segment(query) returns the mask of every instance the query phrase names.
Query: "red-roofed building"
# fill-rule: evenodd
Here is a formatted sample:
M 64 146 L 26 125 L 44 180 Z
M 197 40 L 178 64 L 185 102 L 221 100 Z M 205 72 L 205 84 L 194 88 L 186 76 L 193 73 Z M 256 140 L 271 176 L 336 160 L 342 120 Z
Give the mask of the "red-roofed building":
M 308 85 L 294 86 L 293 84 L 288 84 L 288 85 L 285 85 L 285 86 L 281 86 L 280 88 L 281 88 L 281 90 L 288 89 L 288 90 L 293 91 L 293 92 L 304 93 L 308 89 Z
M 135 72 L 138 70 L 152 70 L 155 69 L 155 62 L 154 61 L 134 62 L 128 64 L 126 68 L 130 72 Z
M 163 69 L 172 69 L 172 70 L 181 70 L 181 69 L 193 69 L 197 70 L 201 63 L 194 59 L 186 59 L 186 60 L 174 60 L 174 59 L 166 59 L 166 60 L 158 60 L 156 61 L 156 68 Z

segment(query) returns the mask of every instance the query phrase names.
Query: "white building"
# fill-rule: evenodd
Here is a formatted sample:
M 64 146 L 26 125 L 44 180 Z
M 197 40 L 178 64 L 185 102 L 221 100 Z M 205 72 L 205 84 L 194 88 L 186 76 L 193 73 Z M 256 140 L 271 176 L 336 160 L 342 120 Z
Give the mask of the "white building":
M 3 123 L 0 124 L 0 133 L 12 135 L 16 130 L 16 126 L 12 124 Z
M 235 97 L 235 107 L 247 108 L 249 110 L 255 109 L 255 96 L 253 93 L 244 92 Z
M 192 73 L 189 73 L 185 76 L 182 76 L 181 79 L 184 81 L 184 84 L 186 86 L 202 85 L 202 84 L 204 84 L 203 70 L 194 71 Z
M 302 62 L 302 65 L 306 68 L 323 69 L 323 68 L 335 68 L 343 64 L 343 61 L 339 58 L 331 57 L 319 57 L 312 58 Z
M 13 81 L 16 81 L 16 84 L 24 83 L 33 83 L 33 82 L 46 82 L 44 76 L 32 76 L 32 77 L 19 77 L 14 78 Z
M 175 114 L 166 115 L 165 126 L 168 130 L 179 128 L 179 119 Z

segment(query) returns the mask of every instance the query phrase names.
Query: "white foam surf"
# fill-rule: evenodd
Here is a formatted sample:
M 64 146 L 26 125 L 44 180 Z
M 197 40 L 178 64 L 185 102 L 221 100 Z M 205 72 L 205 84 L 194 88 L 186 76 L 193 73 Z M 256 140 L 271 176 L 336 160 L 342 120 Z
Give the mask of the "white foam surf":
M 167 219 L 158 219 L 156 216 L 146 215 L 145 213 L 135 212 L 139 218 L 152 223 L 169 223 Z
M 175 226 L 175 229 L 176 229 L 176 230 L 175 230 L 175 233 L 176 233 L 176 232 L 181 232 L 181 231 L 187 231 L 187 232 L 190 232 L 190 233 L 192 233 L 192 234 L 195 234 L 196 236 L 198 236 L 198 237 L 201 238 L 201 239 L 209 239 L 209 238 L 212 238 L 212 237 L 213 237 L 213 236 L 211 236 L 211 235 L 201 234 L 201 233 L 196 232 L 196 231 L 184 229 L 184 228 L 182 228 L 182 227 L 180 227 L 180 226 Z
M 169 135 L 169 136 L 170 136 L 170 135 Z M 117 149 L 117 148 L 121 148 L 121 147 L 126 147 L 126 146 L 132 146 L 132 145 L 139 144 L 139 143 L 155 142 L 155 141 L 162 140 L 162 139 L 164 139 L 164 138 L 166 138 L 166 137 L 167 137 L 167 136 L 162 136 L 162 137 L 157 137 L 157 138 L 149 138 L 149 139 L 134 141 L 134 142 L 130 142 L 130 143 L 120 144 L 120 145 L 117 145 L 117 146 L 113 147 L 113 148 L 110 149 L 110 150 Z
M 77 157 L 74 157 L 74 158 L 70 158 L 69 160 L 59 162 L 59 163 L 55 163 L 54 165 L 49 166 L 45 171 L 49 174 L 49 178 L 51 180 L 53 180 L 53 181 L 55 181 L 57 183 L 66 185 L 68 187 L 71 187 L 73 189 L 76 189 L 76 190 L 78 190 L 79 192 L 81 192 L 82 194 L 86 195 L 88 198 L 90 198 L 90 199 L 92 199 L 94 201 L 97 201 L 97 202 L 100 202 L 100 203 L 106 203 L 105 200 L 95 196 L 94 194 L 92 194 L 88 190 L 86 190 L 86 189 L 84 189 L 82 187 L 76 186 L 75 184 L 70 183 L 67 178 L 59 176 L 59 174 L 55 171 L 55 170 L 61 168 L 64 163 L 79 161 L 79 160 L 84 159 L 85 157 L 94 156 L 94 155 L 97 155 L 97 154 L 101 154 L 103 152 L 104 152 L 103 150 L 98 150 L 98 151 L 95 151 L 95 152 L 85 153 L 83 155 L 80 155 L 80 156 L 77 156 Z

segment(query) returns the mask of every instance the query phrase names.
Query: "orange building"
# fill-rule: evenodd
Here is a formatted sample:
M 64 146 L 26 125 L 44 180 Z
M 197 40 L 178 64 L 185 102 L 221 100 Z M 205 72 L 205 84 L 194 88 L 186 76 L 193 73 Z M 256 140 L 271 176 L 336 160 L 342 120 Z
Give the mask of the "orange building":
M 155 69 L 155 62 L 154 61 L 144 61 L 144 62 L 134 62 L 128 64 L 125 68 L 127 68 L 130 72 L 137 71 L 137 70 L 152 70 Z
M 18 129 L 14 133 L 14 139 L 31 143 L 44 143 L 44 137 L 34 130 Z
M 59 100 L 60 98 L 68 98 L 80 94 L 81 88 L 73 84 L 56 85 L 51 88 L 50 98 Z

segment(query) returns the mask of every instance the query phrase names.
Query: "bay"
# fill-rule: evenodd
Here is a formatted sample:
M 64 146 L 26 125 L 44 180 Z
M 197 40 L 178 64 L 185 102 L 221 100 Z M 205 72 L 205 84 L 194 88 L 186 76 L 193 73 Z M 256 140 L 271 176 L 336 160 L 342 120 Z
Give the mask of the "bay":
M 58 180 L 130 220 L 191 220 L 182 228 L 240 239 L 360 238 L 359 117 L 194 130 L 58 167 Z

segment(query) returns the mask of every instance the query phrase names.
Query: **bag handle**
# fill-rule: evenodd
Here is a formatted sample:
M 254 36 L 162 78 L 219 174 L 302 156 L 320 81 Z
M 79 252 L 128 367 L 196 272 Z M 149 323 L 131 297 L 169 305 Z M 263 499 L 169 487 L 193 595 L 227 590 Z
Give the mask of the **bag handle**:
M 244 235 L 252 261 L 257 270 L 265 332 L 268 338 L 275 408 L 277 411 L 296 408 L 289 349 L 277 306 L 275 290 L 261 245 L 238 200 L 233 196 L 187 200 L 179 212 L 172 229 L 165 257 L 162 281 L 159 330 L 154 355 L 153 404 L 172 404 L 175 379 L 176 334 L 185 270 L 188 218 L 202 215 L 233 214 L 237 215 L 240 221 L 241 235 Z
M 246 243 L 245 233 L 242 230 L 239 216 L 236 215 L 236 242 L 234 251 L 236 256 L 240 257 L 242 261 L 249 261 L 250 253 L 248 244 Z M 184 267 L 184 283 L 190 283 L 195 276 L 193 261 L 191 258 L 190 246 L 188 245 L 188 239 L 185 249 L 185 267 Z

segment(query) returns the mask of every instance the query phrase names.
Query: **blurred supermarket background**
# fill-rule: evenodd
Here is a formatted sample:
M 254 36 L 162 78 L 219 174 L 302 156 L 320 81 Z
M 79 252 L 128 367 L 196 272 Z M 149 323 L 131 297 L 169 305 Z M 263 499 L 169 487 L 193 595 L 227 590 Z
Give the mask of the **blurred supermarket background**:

_ _ _ _ _

#### Work to be completed
Give back the material exactly as it is shown above.

#### Expected output
segment(query) returns the mask of every instance the query phrase names.
Query: "red-roofed building"
# fill-rule: evenodd
Here is a formatted sample:
M 64 146 L 26 125 L 44 180 Z
M 197 40 L 178 64 L 185 102 L 221 100 Z M 205 72 L 205 84 L 194 88 L 186 76 L 193 73 Z M 256 140 L 271 176 L 336 160 L 342 120 Z
Give the mask of the "red-roofed building":
M 308 85 L 294 86 L 293 84 L 288 84 L 288 85 L 285 85 L 285 86 L 281 86 L 280 88 L 281 88 L 281 90 L 288 89 L 288 90 L 293 91 L 293 92 L 304 93 L 308 89 Z
M 135 72 L 138 70 L 152 70 L 155 69 L 155 62 L 154 61 L 134 62 L 128 64 L 126 68 L 130 72 Z
M 163 69 L 172 69 L 172 70 L 181 70 L 181 69 L 193 69 L 197 70 L 201 63 L 194 59 L 186 59 L 186 60 L 174 60 L 174 59 L 166 59 L 166 60 L 158 60 L 156 61 L 156 68 Z

segment(query) returns the mask of every instance the query phrase names.
Query: "white building"
# fill-rule: evenodd
Here is a formatted sample:
M 64 146 L 26 125 L 44 180 Z
M 197 40 L 178 64 L 185 102 L 221 100 Z M 205 72 L 205 84 L 194 88 L 186 76 L 193 73 Z M 256 140 L 271 176 L 336 160 L 342 120 Z
Give the mask of the "white building":
M 3 123 L 0 124 L 0 133 L 12 135 L 16 130 L 16 126 L 12 124 Z
M 235 97 L 235 107 L 247 108 L 249 110 L 255 109 L 255 96 L 253 93 L 244 92 Z
M 192 73 L 189 73 L 185 76 L 182 76 L 181 79 L 184 81 L 184 84 L 186 86 L 202 85 L 202 84 L 204 84 L 203 70 L 194 71 Z
M 302 62 L 302 65 L 306 68 L 323 69 L 323 68 L 335 68 L 343 64 L 343 61 L 339 58 L 331 57 L 319 57 L 312 58 Z
M 13 81 L 16 81 L 16 84 L 24 83 L 33 83 L 33 82 L 46 82 L 44 76 L 32 76 L 32 77 L 19 77 L 14 78 Z
M 175 114 L 166 115 L 165 126 L 168 130 L 179 128 L 179 119 Z

segment(query) returns the mask of every instance the query phrase names.
Query: "white foam surf"
# fill-rule: evenodd
Here is a formatted sample:
M 64 146 L 26 125 L 44 180 Z
M 197 40 L 178 64 L 185 102 L 221 100 Z M 205 72 L 205 84 L 194 88 L 186 76 L 193 73 Z M 256 140 L 271 176 L 336 160 L 342 120 Z
Give the mask of the "white foam surf":
M 167 219 L 158 219 L 156 216 L 146 215 L 145 213 L 135 212 L 139 218 L 152 223 L 169 223 Z
M 175 226 L 175 229 L 176 229 L 176 230 L 175 230 L 175 233 L 176 233 L 176 232 L 181 232 L 181 231 L 187 231 L 187 232 L 190 232 L 190 233 L 192 233 L 192 234 L 195 234 L 196 236 L 198 236 L 198 237 L 201 238 L 201 239 L 209 239 L 209 238 L 212 238 L 212 237 L 213 237 L 213 236 L 211 236 L 211 235 L 201 234 L 201 233 L 196 232 L 196 231 L 184 229 L 184 228 L 182 228 L 182 227 L 180 227 L 180 226 Z
M 169 135 L 169 136 L 170 136 L 170 135 Z M 117 149 L 117 148 L 121 148 L 121 147 L 126 147 L 126 146 L 132 146 L 132 145 L 139 144 L 139 143 L 155 142 L 155 141 L 162 140 L 162 139 L 164 139 L 164 138 L 166 138 L 166 137 L 167 137 L 167 136 L 162 136 L 162 137 L 157 137 L 157 138 L 149 138 L 149 139 L 134 141 L 134 142 L 130 142 L 130 143 L 120 144 L 120 145 L 117 145 L 117 146 L 113 147 L 113 148 L 110 149 L 110 150 Z
M 77 157 L 74 157 L 74 158 L 70 158 L 69 160 L 59 162 L 59 163 L 55 163 L 54 165 L 49 166 L 45 171 L 49 174 L 49 178 L 51 180 L 53 180 L 53 181 L 55 181 L 57 183 L 66 185 L 68 187 L 71 187 L 73 189 L 76 189 L 76 190 L 78 190 L 79 192 L 81 192 L 82 194 L 86 195 L 88 198 L 90 198 L 90 199 L 92 199 L 94 201 L 97 201 L 97 202 L 100 202 L 100 203 L 106 203 L 105 200 L 95 196 L 94 194 L 92 194 L 88 190 L 86 190 L 86 189 L 84 189 L 82 187 L 76 186 L 75 184 L 70 183 L 67 178 L 59 176 L 59 174 L 55 171 L 55 170 L 61 168 L 64 163 L 79 161 L 79 160 L 84 159 L 85 157 L 94 156 L 94 155 L 97 155 L 97 154 L 101 154 L 103 152 L 104 152 L 103 150 L 98 150 L 98 151 L 95 151 L 95 152 L 85 153 L 83 155 L 80 155 L 80 156 L 77 156 Z

segment(query) returns the mask of every instance the query phrase names.
Query: "orange building"
# fill-rule: evenodd
Here is a formatted sample:
M 64 146 L 26 125 L 44 180 Z
M 197 40 L 178 64 L 185 102 L 221 100 Z M 205 72 L 205 84 L 194 88 L 186 76 L 193 73 Z M 256 140 L 271 176 L 336 160 L 342 120 Z
Give the mask of the "orange building":
M 155 69 L 155 62 L 154 61 L 144 61 L 144 62 L 134 62 L 128 64 L 125 68 L 127 68 L 130 72 L 137 71 L 137 70 L 152 70 Z
M 18 129 L 14 133 L 14 139 L 31 143 L 44 143 L 44 137 L 34 130 Z
M 59 100 L 60 98 L 68 98 L 80 94 L 81 88 L 73 84 L 56 85 L 51 88 L 50 98 Z

segment(query) returns the mask of every instance the query phrase names.
Query: "bay"
# fill-rule: evenodd
Here is a formatted sample:
M 64 146 L 26 125 L 44 180 Z
M 197 40 L 178 64 L 185 102 L 221 100 Z M 205 72 L 205 84 L 194 88 L 186 76 L 193 73 Z M 256 140 L 271 176 L 336 160 L 342 120 Z
Give the mask of the "bay":
M 58 180 L 130 220 L 191 220 L 182 228 L 240 239 L 360 238 L 359 117 L 194 130 L 58 167 Z

segment(query) returns the mask of every instance the query phrase names.
Query: **bag handle**
# fill-rule: evenodd
Here is a formatted sample:
M 254 36 L 162 78 L 219 174 L 302 156 L 320 81 Z
M 79 252 L 128 367 L 196 272 Z M 149 323 L 131 297 L 169 305 Z M 263 499 L 169 487 L 193 595 L 227 590 Z
Give the mask of the **bag handle**:
M 244 235 L 252 261 L 257 270 L 265 332 L 268 338 L 275 408 L 277 411 L 296 408 L 289 349 L 277 306 L 275 290 L 261 245 L 238 200 L 233 196 L 187 200 L 179 212 L 172 229 L 165 257 L 162 281 L 159 330 L 154 355 L 153 404 L 172 404 L 175 379 L 176 334 L 185 270 L 188 218 L 202 215 L 233 214 L 237 215 L 240 221 L 241 235 Z
M 246 243 L 245 233 L 242 230 L 239 216 L 236 215 L 236 242 L 234 251 L 236 256 L 240 257 L 242 261 L 249 261 L 250 253 L 248 244 Z M 184 267 L 184 283 L 190 283 L 195 276 L 193 261 L 191 258 L 190 246 L 188 245 L 188 239 L 185 249 L 185 267 Z

segment(query) returns the mask of every instance the query phrase names.
Query: **blurred supermarket background**
# fill-rule: evenodd
Here is a formatted sample:
M 254 36 L 162 78 L 219 174 L 302 156 L 320 81 Z
M 79 252 L 128 367 L 196 272 Z M 149 323 L 131 297 L 169 305 Z M 263 499 L 169 487 L 193 595 L 227 590 Z
Give the mask of the **blurred supermarket background**:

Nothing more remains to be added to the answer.